PASSAGE —
□ □ □ □ □ □ □

Tuesday, April 5, 2016

Taking Lion Rampant for a spin



I've been painting up medieval figures since since Christmas in the hopes of getting to try Lion Rampant. I finally finished enough figures to try out a 20 point game and told my son he could get out of chores by rolling some dice with Dad. Check out my trial game after the jump!

The Set Up


Since this was my first run with the rules I kept the board fairly clear of terrain. A single hill dominated the East side of the board, with some rough terrain impeding ascent from the South side.

My son and I took nearly mirror forces:

  • Mounted Men-at-Arms x1
  • Foot Men-at-Arms x1
  • Foot Serjeants x1
  • Crossbowman x1


I didn't have enough missile troops, so replaced the Crossbowmen with another Foot Serjeants unit.

I took the option for leaders to challenge each other as well so we could concentrate on the base rules. With a quick explanation, and the goal of killing simply killing each other, we got to work

The Battle

My two foot serjeants formed my main line, supported by my leader's foot Man-at-Arms.
My mounted knights were ready to charge the enemy knights

While my foot units were eager to get into battle, both my son and I found our knights
hesitant to dirty their fancy pants with bloodletting.
The activation system in Lion Rampant requires a roll to get your units to attack, shoot or even move. Some units are easier to rouse to a fight than simply moving. Deciding which order to activate your units and always risking a change in initiative on a failed roll kept each turn interesting.

As they moved forward, my foot units fell into range of my son's crossbows. I moved my foot serjeants to hold up his knights and skirted my own red knights behind my line in hopes of running down the vulnerable crossbowmen.

My son threw his knights at my foot serjeants killing three of them.
Shocked by the assault, my foot serjeants turned tail and routed!
 During their first melee my foot serjeants suffered a horrendous Courage roll at the end of combat. With a -3 due to the loss of their first three casualties they were forced to rout. That was a bit surprising, and I'm not sure how I feel about such brittle units, but I guess it keeps the game from becoming a slog!

My knights continued up the hill, screened by my foot troops who luckily didn't fall under any more missile fire after my son's crossbowmen failed to activate.

My second foot serjeants met another charge by mounted knights, but this time had the wits to form into a schiltron, improving their resilience.

Each unit has at least one special ability which helped keep them unique and diverse. The knights are forced to charge enemy units within charge range unless held back by failed command roll, and also have the ability to countercharge an attack (improving their ability to deal damage in the ensuing melee). Foot serjeants can form up into a schiltron, but lose the ability to move when they do so.

My knights climbing the hill, hoping to catch the enemy unawares.

The yellow knights continued to pound my foot serjeants, finally breaking their schiltron and throwing them back, battered.

My son's foot troops also reached the top of the hill, forming a schiltron to help guard the crossbowmen on their flank.

□ □ □ □ □ □ □

REQUIREMENTS —
- a) Update the battle report between "I took the option" and "each turn interesting.", inclusive, putting "horsemen" in place of "knights".
- b) Please pick out and copy every line of the records that contains the string "jeans".
The battle report and the records are unrelated to each other.

(Pointing dataset excerpts)

□ □ □ □ □ □ □

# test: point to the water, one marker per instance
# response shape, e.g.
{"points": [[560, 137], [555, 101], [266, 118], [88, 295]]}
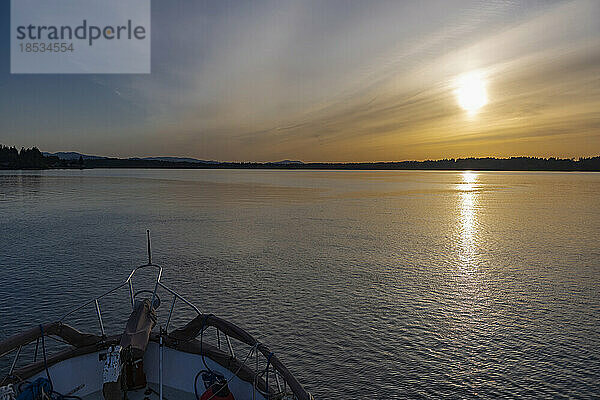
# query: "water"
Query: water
{"points": [[371, 284]]}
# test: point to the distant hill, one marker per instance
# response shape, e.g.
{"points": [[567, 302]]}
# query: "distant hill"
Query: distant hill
{"points": [[175, 159], [72, 155]]}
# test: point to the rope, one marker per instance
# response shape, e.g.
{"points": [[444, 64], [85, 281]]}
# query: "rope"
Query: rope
{"points": [[252, 349]]}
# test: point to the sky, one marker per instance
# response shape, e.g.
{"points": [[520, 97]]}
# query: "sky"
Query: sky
{"points": [[328, 80]]}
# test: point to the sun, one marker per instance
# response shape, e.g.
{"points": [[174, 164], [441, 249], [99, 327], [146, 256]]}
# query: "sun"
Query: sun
{"points": [[470, 92]]}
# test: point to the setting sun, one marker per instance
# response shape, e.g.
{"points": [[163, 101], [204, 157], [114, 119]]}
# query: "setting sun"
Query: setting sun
{"points": [[470, 92]]}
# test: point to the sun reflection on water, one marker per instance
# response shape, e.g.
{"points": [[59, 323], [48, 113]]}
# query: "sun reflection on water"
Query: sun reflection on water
{"points": [[468, 217]]}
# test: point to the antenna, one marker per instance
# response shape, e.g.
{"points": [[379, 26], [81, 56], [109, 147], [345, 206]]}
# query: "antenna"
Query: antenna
{"points": [[149, 250]]}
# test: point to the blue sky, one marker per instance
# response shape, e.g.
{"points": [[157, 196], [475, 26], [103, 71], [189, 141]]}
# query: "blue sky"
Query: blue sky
{"points": [[328, 81]]}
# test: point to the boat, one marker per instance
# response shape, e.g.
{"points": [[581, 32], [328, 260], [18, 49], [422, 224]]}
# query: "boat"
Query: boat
{"points": [[148, 360]]}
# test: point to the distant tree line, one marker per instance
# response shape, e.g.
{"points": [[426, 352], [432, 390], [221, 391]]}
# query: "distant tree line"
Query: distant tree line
{"points": [[11, 158], [489, 164]]}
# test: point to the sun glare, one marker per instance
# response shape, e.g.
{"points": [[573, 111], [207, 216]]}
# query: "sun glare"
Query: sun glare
{"points": [[470, 92]]}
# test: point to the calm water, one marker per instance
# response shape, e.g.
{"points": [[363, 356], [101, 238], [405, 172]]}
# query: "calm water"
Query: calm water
{"points": [[375, 284]]}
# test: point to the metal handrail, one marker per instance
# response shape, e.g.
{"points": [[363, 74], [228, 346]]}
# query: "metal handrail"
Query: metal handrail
{"points": [[244, 337]]}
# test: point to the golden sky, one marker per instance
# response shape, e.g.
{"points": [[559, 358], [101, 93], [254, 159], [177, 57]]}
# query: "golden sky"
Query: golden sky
{"points": [[334, 81]]}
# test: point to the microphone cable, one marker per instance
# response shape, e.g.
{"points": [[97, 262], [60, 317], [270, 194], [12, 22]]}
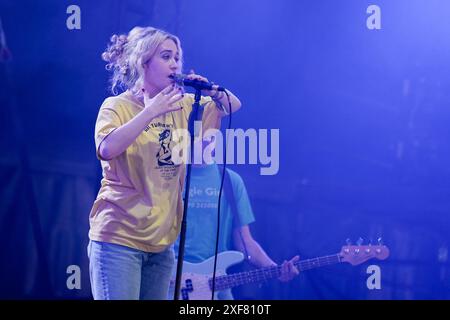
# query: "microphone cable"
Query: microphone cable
{"points": [[213, 284]]}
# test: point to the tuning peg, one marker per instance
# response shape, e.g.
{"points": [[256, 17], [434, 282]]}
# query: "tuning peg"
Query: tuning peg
{"points": [[360, 241]]}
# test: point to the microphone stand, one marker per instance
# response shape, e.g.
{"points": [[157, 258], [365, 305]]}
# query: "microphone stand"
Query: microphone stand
{"points": [[192, 118]]}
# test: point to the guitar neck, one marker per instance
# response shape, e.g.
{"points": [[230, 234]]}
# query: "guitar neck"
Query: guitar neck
{"points": [[263, 274]]}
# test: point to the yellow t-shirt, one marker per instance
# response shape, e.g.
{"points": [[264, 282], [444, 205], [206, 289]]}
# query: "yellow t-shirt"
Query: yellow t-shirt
{"points": [[139, 203]]}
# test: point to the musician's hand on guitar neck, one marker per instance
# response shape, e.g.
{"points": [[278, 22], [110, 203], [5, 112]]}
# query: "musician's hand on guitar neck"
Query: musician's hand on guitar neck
{"points": [[288, 270]]}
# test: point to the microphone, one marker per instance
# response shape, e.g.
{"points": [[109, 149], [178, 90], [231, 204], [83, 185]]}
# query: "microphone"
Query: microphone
{"points": [[183, 80]]}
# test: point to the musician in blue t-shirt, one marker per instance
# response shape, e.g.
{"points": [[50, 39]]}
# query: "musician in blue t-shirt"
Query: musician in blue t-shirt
{"points": [[234, 227]]}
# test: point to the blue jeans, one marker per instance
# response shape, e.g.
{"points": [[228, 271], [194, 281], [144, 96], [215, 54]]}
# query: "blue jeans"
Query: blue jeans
{"points": [[122, 273]]}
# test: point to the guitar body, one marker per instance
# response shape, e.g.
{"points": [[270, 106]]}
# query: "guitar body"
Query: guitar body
{"points": [[195, 278]]}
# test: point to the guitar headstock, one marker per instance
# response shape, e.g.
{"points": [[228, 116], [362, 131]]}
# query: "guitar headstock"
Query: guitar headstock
{"points": [[357, 254]]}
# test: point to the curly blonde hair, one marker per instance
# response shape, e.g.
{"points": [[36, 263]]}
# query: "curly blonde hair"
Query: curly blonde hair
{"points": [[126, 55]]}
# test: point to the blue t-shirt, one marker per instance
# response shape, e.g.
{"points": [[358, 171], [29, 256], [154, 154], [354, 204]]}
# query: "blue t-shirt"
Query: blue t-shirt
{"points": [[202, 213]]}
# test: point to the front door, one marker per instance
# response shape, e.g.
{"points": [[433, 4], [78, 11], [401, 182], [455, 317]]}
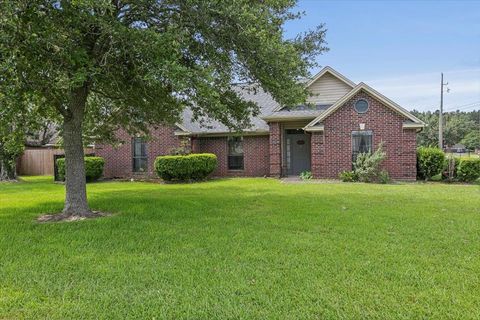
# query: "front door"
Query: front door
{"points": [[297, 149]]}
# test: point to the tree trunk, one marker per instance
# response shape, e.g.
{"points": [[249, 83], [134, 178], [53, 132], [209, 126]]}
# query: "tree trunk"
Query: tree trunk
{"points": [[8, 172], [8, 168], [75, 181]]}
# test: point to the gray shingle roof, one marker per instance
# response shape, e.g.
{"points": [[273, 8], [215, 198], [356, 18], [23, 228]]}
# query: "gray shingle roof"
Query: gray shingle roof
{"points": [[267, 110]]}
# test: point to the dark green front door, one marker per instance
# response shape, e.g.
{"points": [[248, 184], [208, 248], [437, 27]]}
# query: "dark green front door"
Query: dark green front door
{"points": [[297, 148]]}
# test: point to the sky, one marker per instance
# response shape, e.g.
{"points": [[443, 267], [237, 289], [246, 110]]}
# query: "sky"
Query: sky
{"points": [[401, 47]]}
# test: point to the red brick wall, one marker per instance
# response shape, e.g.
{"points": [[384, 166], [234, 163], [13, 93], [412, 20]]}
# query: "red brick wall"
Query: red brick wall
{"points": [[275, 149], [118, 161], [334, 153], [255, 150]]}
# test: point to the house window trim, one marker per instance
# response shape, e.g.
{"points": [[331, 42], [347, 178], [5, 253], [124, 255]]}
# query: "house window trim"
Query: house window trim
{"points": [[228, 155], [355, 106], [372, 148], [139, 157]]}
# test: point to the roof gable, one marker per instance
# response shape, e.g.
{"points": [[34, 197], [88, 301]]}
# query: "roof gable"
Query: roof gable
{"points": [[334, 73], [362, 86]]}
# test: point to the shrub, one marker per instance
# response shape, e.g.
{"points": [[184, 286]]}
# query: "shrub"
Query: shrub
{"points": [[306, 175], [430, 162], [93, 168], [367, 166], [468, 169], [348, 176], [449, 169], [185, 168]]}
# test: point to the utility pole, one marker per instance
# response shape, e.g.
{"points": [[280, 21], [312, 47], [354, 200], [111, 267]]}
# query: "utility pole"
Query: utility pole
{"points": [[440, 116]]}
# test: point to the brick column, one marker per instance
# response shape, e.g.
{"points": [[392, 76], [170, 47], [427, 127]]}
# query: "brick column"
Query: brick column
{"points": [[275, 150], [317, 149]]}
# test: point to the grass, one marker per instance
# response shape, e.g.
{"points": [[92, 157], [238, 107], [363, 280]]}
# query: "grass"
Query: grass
{"points": [[242, 249]]}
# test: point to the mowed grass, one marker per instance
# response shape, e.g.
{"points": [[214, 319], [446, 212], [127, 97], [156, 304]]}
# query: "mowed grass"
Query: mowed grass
{"points": [[242, 249]]}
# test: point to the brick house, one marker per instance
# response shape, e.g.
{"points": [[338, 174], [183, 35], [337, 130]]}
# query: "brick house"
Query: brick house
{"points": [[341, 120]]}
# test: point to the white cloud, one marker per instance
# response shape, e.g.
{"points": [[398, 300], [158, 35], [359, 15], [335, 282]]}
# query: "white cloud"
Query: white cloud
{"points": [[422, 91]]}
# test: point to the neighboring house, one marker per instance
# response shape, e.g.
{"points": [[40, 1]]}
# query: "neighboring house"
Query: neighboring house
{"points": [[341, 120]]}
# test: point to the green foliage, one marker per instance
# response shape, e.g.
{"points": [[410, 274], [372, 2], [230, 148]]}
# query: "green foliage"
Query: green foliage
{"points": [[141, 63], [430, 162], [185, 168], [468, 169], [93, 168], [367, 165], [306, 175], [472, 140], [458, 125], [348, 176]]}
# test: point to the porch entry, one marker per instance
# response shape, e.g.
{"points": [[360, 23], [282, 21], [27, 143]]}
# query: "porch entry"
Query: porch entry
{"points": [[297, 151]]}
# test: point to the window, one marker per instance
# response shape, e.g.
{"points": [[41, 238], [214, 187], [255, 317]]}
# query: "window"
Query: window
{"points": [[361, 106], [235, 153], [361, 143], [139, 155]]}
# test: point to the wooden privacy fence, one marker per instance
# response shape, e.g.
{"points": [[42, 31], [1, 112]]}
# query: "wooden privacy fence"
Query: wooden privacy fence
{"points": [[40, 161]]}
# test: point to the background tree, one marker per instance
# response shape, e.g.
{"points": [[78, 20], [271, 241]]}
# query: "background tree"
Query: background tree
{"points": [[458, 125], [139, 63], [472, 140]]}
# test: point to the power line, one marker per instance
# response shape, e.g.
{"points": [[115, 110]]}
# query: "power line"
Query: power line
{"points": [[464, 106]]}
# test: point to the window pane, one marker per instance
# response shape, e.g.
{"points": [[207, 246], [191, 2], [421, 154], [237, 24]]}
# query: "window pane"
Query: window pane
{"points": [[361, 143], [235, 153], [139, 155]]}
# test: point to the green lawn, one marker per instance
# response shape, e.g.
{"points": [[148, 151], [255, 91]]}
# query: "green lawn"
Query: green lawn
{"points": [[242, 249]]}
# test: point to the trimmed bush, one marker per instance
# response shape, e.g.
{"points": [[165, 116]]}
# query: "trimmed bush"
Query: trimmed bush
{"points": [[348, 176], [367, 166], [306, 175], [430, 162], [185, 168], [93, 168], [468, 169]]}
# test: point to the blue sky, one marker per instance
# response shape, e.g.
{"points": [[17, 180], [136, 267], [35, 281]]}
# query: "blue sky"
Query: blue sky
{"points": [[400, 47]]}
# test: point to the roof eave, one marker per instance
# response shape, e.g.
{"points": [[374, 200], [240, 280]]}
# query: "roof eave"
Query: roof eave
{"points": [[375, 94]]}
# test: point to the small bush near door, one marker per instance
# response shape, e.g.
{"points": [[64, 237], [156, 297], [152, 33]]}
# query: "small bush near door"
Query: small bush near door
{"points": [[185, 168], [468, 169], [430, 162], [93, 168], [306, 175], [367, 168]]}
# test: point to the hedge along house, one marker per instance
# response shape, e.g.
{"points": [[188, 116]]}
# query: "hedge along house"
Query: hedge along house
{"points": [[340, 120]]}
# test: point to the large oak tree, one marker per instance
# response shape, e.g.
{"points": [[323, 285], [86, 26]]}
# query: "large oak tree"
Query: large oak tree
{"points": [[135, 64]]}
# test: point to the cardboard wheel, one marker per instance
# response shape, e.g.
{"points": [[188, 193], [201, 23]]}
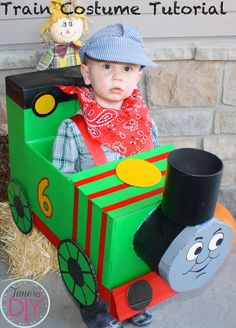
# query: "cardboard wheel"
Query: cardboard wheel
{"points": [[77, 273], [19, 206]]}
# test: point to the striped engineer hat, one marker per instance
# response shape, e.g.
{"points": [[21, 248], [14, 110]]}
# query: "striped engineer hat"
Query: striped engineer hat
{"points": [[117, 43]]}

□ □ □ □ □ □ □

SOLUTIONS IN ORDER —
- a)
I took the option for leaders to challenge each other as well so we could concentrate on the base rules. With a quick explanation, and the goal of killing simply killing each other, we got to work

The Battle

My two foot serjeants formed my main line, supported by my leader's foot Man-at-Arms.
My mounted horsemen were ready to charge the enemy horsemen

While my foot units were eager to get into battle, both my son and I found our horsemen
hesitant to dirty their fancy pants with bloodletting.
The activation system in Lion Rampant requires a roll to get your units to attack, shoot or even move. Some units are easier to rouse to a fight than simply moving. Deciding which order to activate your units and always risking a change in initiative on a failed roll kept each turn interesting.

- b)
# test: point to the blue jeans, one marker per instance
# query: "blue jeans"
Query: blue jeans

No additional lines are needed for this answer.